## TASK OBJECTIVE
Transcribe the data that follows precisely, omitting nothing.

[ENTRIES SUPPLIED — start]

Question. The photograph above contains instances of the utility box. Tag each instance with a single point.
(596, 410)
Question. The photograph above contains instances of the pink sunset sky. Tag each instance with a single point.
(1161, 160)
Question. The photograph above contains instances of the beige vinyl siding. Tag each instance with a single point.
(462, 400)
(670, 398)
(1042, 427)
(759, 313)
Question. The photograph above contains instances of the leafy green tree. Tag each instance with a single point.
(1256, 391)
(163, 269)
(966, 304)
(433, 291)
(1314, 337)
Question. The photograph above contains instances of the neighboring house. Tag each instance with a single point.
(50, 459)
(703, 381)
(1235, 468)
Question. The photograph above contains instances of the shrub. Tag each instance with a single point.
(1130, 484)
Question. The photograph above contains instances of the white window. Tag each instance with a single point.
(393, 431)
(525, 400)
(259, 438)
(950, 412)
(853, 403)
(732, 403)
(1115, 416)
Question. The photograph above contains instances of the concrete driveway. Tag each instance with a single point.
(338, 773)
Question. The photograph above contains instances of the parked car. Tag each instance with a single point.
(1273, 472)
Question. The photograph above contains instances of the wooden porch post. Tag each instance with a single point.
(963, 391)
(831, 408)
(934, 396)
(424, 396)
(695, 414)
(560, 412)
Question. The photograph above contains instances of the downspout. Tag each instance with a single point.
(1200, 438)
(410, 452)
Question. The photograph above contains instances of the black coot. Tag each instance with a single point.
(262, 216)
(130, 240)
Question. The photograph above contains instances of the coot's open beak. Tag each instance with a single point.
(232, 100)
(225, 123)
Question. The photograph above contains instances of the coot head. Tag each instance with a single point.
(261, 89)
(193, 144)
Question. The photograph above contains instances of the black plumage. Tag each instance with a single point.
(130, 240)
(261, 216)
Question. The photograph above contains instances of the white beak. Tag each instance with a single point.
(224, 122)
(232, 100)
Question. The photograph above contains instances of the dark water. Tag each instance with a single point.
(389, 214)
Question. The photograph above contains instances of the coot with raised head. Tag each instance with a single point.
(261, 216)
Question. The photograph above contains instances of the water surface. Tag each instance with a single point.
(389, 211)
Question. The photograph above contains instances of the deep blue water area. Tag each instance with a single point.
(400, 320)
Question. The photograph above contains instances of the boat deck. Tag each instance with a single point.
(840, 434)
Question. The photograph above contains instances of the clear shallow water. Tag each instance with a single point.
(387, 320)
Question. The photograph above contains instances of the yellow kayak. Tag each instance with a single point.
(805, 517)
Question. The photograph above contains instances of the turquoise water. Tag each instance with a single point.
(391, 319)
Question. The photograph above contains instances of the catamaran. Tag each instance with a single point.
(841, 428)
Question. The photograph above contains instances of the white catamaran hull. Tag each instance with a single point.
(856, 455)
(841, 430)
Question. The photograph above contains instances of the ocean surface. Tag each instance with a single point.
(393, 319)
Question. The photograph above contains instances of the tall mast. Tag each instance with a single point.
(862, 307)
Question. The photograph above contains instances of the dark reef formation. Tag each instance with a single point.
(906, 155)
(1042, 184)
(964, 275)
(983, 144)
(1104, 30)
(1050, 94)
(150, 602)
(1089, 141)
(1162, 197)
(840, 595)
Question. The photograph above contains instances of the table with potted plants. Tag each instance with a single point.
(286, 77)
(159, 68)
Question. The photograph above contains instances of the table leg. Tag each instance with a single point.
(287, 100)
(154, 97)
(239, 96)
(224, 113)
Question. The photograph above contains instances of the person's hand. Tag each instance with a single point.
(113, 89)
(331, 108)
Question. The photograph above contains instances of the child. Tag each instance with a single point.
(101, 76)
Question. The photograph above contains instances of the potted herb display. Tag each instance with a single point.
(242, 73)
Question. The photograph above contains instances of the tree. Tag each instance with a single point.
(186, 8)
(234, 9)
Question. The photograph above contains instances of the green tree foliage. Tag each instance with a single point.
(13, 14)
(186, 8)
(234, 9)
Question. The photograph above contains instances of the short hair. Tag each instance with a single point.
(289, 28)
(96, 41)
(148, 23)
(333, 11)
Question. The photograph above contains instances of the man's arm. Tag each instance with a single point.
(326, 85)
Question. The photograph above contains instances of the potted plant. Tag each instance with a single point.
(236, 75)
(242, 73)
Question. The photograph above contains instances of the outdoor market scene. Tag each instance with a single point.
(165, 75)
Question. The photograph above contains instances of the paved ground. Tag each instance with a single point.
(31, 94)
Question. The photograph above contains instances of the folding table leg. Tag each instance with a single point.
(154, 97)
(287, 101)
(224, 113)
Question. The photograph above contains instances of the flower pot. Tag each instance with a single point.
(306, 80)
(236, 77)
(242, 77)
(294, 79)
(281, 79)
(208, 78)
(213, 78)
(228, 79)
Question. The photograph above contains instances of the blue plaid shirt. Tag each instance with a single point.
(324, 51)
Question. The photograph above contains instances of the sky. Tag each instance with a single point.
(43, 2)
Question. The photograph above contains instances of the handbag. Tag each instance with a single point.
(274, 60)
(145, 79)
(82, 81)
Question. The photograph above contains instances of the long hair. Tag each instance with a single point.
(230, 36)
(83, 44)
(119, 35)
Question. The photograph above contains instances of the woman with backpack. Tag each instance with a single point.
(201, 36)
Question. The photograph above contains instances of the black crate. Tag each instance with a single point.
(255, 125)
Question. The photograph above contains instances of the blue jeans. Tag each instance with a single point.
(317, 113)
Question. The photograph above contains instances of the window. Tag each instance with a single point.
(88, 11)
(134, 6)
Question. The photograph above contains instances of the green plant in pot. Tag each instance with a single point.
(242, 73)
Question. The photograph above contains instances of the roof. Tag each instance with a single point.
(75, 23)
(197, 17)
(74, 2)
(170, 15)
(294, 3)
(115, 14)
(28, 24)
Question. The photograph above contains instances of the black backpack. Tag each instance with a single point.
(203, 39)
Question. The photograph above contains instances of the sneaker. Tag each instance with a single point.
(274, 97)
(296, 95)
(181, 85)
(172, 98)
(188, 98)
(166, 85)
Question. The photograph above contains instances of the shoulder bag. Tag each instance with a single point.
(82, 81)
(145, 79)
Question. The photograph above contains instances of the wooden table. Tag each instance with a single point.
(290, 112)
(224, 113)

[ENTRIES SUPPLIED — finish]

## SOLUTION TO THE PROBLEM
Question. The photograph above contains instances of the utility box. Tag each instance with a single point.
(596, 410)
Question. The photograph above contains instances of the pink sunset sky. Tag each instance with a single point.
(1161, 160)
Question. The photograph above contains instances of the beige vinyl siding. Tag each instance with a single point.
(462, 400)
(670, 398)
(1042, 427)
(759, 313)
Question. The photograph above contains instances of the leafy green tree. Tag each instance with a single point.
(1256, 391)
(163, 269)
(966, 304)
(433, 291)
(1314, 337)
Question. The photograph above contains instances of the neighboring house. Tag each instance with a single point.
(50, 459)
(703, 381)
(1235, 468)
Question. The photograph above contains instances of the shrub. Tag each instance with a single point.
(1130, 484)
Question. The photograph above contains instances of the white window. Tag each instance with a single point.
(393, 431)
(525, 400)
(259, 438)
(950, 412)
(853, 403)
(732, 403)
(1115, 416)
Question. The photograph above contains instances of the concrete driveway. Tag each instance with a single point.
(338, 773)
Question. The photograph above contains instances of the parked car. Tag each instance with a single point.
(1273, 472)
Question. The photograph above contains instances of the wooden porch post. Tag each instance with a single point.
(963, 391)
(831, 408)
(934, 396)
(424, 396)
(695, 414)
(560, 412)
Question. The photograph above contains instances of the downspout. Tag each instance with a single point.
(1200, 438)
(410, 452)
Question. The photograph above contains instances of the black coot. Tag each instance with a single point.
(262, 216)
(130, 240)
Question. The photograph above contains instances of the coot's open beak. Tag each instance with a single point.
(232, 100)
(225, 123)
Question. The photograph above contains instances of the coot head. Tag each instance with a single point.
(261, 89)
(193, 144)
Question. The photograph above contains instances of the black plumage. Tag each instance with a single point.
(130, 240)
(261, 216)
Question. The photograph above contains instances of the white beak. Tag each instance with a single point.
(224, 122)
(232, 100)
Question. The photograph above contains instances of the dark water. Tag each instance with a single point.
(389, 214)
Question. The photograph above contains instances of the coot with raised head. Tag each instance with a single point.
(261, 216)
Question. The photograph above contains instances of the water surface. Tag each instance with a single point.
(389, 211)
Question. The photograph above contains instances of the deep blue water area. Tag each instance with a single point.
(400, 320)
Question. The photograph above contains instances of the boat deck. Tag each instance with a single point.
(840, 434)
Question. The photograph above contains instances of the clear shallow water. Tag each instance with a single point.
(387, 320)
Question. The photograph above contains instances of the yellow kayak. Tag each instance with a single point.
(805, 517)
Question. The photograph above contains instances of the turquoise water. Tag each instance with a single point.
(391, 319)
Question. The photograph above contains instances of the catamaran. Tag each instance with a single point.
(841, 428)
Question. The photograph above contains instances of the white catamaran hull. Tag each instance with a single point.
(856, 455)
(841, 430)
Question. The photograph above contains instances of the ocean surface. Tag each instance with a single point.
(393, 319)
Question. The photograph above contains instances of the tall mast. Tag each instance with a single point.
(862, 307)
Question. The photograph above contains instances of the dark reef formation. Tag each instance with a single point.
(906, 155)
(1042, 184)
(964, 275)
(983, 144)
(1104, 30)
(1050, 94)
(150, 602)
(1089, 141)
(1162, 197)
(840, 595)
Question. The photograph above contains instances of the table with potted plants. Tag each instance with a single point.
(286, 77)
(159, 68)
Question. The photograph above contains instances of the table leg. Tag each instance with a single point.
(287, 100)
(154, 97)
(239, 96)
(224, 113)
Question. The photograph above contains instances of the person's hand. Tag each instance with a single point.
(113, 89)
(331, 108)
Question. The photograph above contains instances of the child. Tag each instance with a single point.
(101, 76)
Question. The photograph above contains instances of the potted herb display. Tag each instance with a single point.
(242, 73)
Question. The photograph above contains instances of the tree. Tag each instance with a single point.
(186, 8)
(234, 9)
Question. The photograph above contains instances of the green tree foliage. Tag each instance with a single point.
(13, 14)
(186, 8)
(234, 9)
Question. The photograph above contains instances of the short hair. Tag each instance with a single point.
(289, 28)
(96, 41)
(148, 23)
(333, 11)
Question. The photograph above contains instances of the man's arm. Tag each instance with a single point.
(326, 85)
Question. The photograph above contains instances of the potted plant. Tag each instance with a single point.
(236, 75)
(242, 73)
Question. The photograph above contains instances of the outdoor market scene. Tag each instance with a single point.
(165, 75)
Question. The photograph above contains instances of the paved ground. Tag each instance with a single point.
(31, 94)
Question. The photograph above contains instances of the folding table leg. Tag each instance with a single point.
(154, 97)
(287, 101)
(224, 113)
Question. The photograph above contains instances of the flower pot. Tag each instance with a single point.
(306, 80)
(236, 77)
(242, 77)
(294, 79)
(281, 79)
(208, 78)
(213, 78)
(228, 79)
Question. The photograph above contains instances of the blue plaid shirt. Tag each instance with a single point.
(324, 51)
Question. The photograph above contains instances of the sky. Tag each instance with a single point.
(43, 2)
Question. The photograph above contains instances of the handbag. Tag each instance with a single point.
(274, 60)
(145, 79)
(82, 81)
Question. The photograph above contains instances of the long hair. Tag each instance with a single point.
(230, 36)
(83, 44)
(119, 35)
Question. The photograph above contains instances of the woman with backpack. Tag each instance with a single point.
(201, 36)
Question. The photograph above contains instances of the black crate. Tag each instance with a single point.
(255, 125)
Question. The photograph above contains instances of the blue jeans. Tag each instance with a single point.
(317, 113)
Question. The photograph above contains instances of the window. Tag each instance with a single point.
(88, 11)
(134, 6)
Question. The photograph above contains instances of the green plant in pot. Tag each instance with a single point.
(242, 73)
Question. The photograph above contains instances of the roof. Tag each instance with a single point.
(75, 23)
(197, 17)
(74, 2)
(170, 15)
(294, 3)
(115, 14)
(28, 24)
Question. The photograph above contains instances of the black backpack. Tag each instance with a single point.
(203, 39)
Question. The photograph above contains instances of the sneaker. Tag each instance with a single point.
(274, 97)
(296, 95)
(181, 85)
(172, 98)
(188, 98)
(166, 85)
Question. The photograph above contains instances of the shoulder bag. Tag each instance with a single point.
(82, 81)
(145, 79)
Question. The photograph above contains instances of the wooden table. Tag each instance with a single point.
(290, 112)
(224, 113)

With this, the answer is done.